§ INSTRUCTION 1
Transcribe the dataset rows below without any changes, starting at the line that contains "target: <item>light green grass patch</item>" and ending at the last line of the rows.

§ PAGE TEXT
● ● ● ●
Another on the nose choice was Jonathan Coulton's "It's Gonna be the Future Soon" on the video about what AI experts predict will be the future of AI.

@matthewwhiteside4619 3 жыл бұрын

He also used "I've got a little list" in one of his list videos.

@SpoonOfDoom 3 жыл бұрын

I didn't catch that, that's great!

@EebstertheGreat 3 жыл бұрын

It looks like in the keys and chests environment, the AI was trying to get both keys and chests, but it was strongly prioritizing keys. When there were more chests than keys, it was always spending its keys quickly, so it never ended up with a bunch in its inventory. As a result, it never learned that keys at the left edge of the inventory were impossible to pick up, so it just got stuck there trying to touch them, since they were more important than the remaining chests.

@isaacgraphics1416 3 жыл бұрын

it's the same problem evolution ran into when optimising our taste palate. Fat and sugar were highly rewarded in the ancestral environment, but now we live in a different (human created) environment, that same goal pushes us beyond what we actually need and creates problems for us.

@silphonym 3 жыл бұрын

@@isaacgraphics1416 It's really cool and scary to think of how this stuff applies to our natural intelligence as well.

@ohjahohfrick9837 3 жыл бұрын

@@silphonym Well both came about from essentially the same process.

@custos3249 3 жыл бұрын

Well, pardon my comparison, but you've effectively found an adjunct to heuristic behavior based on sensory inputs like "things that taste sweet are good" and ending up with a dead kid after they drink something made with ethylene glycol. If it's always operating on heuristics, you'll never be sure it's learned what you intended, arguably even after complex demonstrations, given the non-zero chance of emergent/confounding goals. But, relative to human psychology at least, that's not a death sentence - weighting rewards differently, applying bittering agents, adding a time dimension/diminishing reward overtime jump to mind to trying to at least get apparent compliance. Besides, if the goal is "get the cheese," it needs to able to sense and comprehend "cheese," not just "yellow bottom corner good."

@saxy1player 3 жыл бұрын

I'm not sure I understand you completely, but that IS the biggest problem with these 'intelligent' systems. We have no idea (let's not kid ourselves) how they work. But we are happy when they do what we want them to. Let's not think about what happens when we let these kind of systems act in the world in a broader sense and live happy until then xD

@jeremysale1385 3 жыл бұрын

The ability to slow down and switch into more resource-intensive system 1 thinking when a problem is sufficiently novel is how humans (sometimes) get around this heuristic curse. I wonder if there is some analog of this function that could be implemented in machine learning.
● ● ● ●
[Dataset entries]

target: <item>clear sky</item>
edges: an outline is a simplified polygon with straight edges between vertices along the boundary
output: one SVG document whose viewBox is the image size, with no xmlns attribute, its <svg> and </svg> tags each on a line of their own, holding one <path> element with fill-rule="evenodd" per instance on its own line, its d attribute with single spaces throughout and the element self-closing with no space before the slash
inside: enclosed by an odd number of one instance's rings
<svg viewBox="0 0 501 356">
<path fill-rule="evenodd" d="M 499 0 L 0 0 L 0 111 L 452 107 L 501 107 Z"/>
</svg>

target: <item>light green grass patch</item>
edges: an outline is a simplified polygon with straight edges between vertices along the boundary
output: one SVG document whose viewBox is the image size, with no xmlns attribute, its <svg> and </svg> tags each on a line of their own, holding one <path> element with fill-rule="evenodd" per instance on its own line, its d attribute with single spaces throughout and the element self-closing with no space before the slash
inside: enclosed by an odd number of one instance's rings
● ● ● ●
§ INSTRUCTION 2
From the comment thread above, restate word for word the passage starting at "I'm not sure" and ending at "in machine learning.".

§ FINAL ANSWER 1
target: <item>light green grass patch</item>
edges: an outline is a simplified polygon with straight edges between vertices along the boundary
output: one SVG document whose viewBox is the image size, with no xmlns attribute, its <svg> and </svg> tags each on a line of their own, holding one <path> element with fill-rule="evenodd" per instance on its own line, its d attribute with single spaces throughout and the element self-closing with no space before the slash
inside: enclosed by an odd number of one instance's rings

§ FINAL ANSWER 2
I'm not sure I understand you completely, but that IS the biggest problem with these 'intelligent' systems. We have no idea (let's not kid ourselves) how they work. But we are happy when they do what we want them to. Let's not think about what happens when we let these kind of systems act in the world in a broader sense and live happy until then xD

@jeremysale1385 3 жыл бұрын

The ability to slow down and switch into more resource-intensive system 1 thinking when a problem is sufficiently novel is how humans (sometimes) get around this heuristic curse. I wonder if there is some analog of this function that could be implemented in machine learning.